**Ваши задания:**
1. Почему, согласно тексту о гоголевском подтексте «Мастера и Маргариты», Иван Бездомный слушает Берлиоза раскрыв рот? Ответьте в одном–трех предложениях.
2. Продолжите текст о гоголевском подтексте «Мастера и Маргариты» с того места, где он обрывается.

**Текст документа:**
==============================

Не о Гоголе ли вспоминал Булгаков, когда задумывал свою Маргариту? Ведь именно гоголевский персонаж в «Вии» со всей определенностью утверждал: «Ведь у нас в Киеве все бабы, которые сидят на базаре – все ведьмы» [Гог., Т.2, с.180]. Если очистить фразу от деталей местного колорита, останется главное: «Ведь <…> все бабы <…> – все ведьмы».
Оригинален, психологически и культурно-эстетически значим гоголевский подтекст парных персонажей «Мастера и Маргариты»: Берлиоз – Иван Бездомный, Берлиоз-председатель МАССОЛИТа – Берлиоз композитор, Фока – Амвросий.
В первой же сцене «на Патриарших» – блестящий палимпсест: беседа Берлиоза и Ивана Бездомного сочинена как бы «поверх» знаменитого разговора дамы просто приятной и дамы приятной во всех отношениях. Гоголевские дамы, как известно, обе были глупы, при этом, однако, дама приятная во всех отношениях в обществе считалась интеллектуалкой. У Булгакова разговор строится по той же, что в «Мертвых душах», психологической схеме: дама просто приятная – Иван Бездомный, по определению мастера, человек «девственный» [Б., T.5, c.133], – слушает раскрыв рот и взыскуя истины, даму приятную во всех отношениях – эрудита Берлиоза. Ведь для поэта «все, сообщаемое редактором, являлось новостью» [Б., T.5, c.9].

==============================

**Исходные материалы:**
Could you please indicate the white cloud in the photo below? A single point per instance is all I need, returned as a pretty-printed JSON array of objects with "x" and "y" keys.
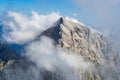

==============================

**Данные ответы:**
1. Иван Бездомный, по определению мастера, человек «девственный», и для поэта «все, сообщаемое редактором, являлось новостью». Поэтому он, как гоголевская дама просто приятная, слушает эрудита Берлиоза раскрыв рот и ищет у него истину.

2.
Берлиоз – коррелирующий элемент другой пары – с композитором Гектором Берлиозом. Путаница «с <…> двумя Берлиозами» [Б., T.5, c.113]– один из лейтмотивов «Мастера и Маргариты».
В повести «Невский проспект» есть эпизод, где Гоголь, создавая образ обывателя, одной деталью саркастически высмеивает его невежество:
«Перед ним сидел Шиллер, не тот Шиллер, который написал „Вильгельма Теля“ и „Историю Тридцатилетней войны“, но известный Шиллер, жестяных дел мастер в Мещанской улице. Возле Шиллера стоял Гофман, не писатель Гофман, но довольно хороший сапожник с Офицерской улицы, большой приятель Шиллера. Шиллер был пьян и сидел на стуле, топая ногою и говоря что-то с жаром <…> Шиллер сидел, выставив свой довольно толстый нос и поднявши вверх голову; а Гофман держал его за этот нос двумя пальцами и вертел лезвием своего сапожнического ножа на самой его поверхности. Обе особы говорили на немецком языке <…>» [Гог., Т.3, с. 31–32].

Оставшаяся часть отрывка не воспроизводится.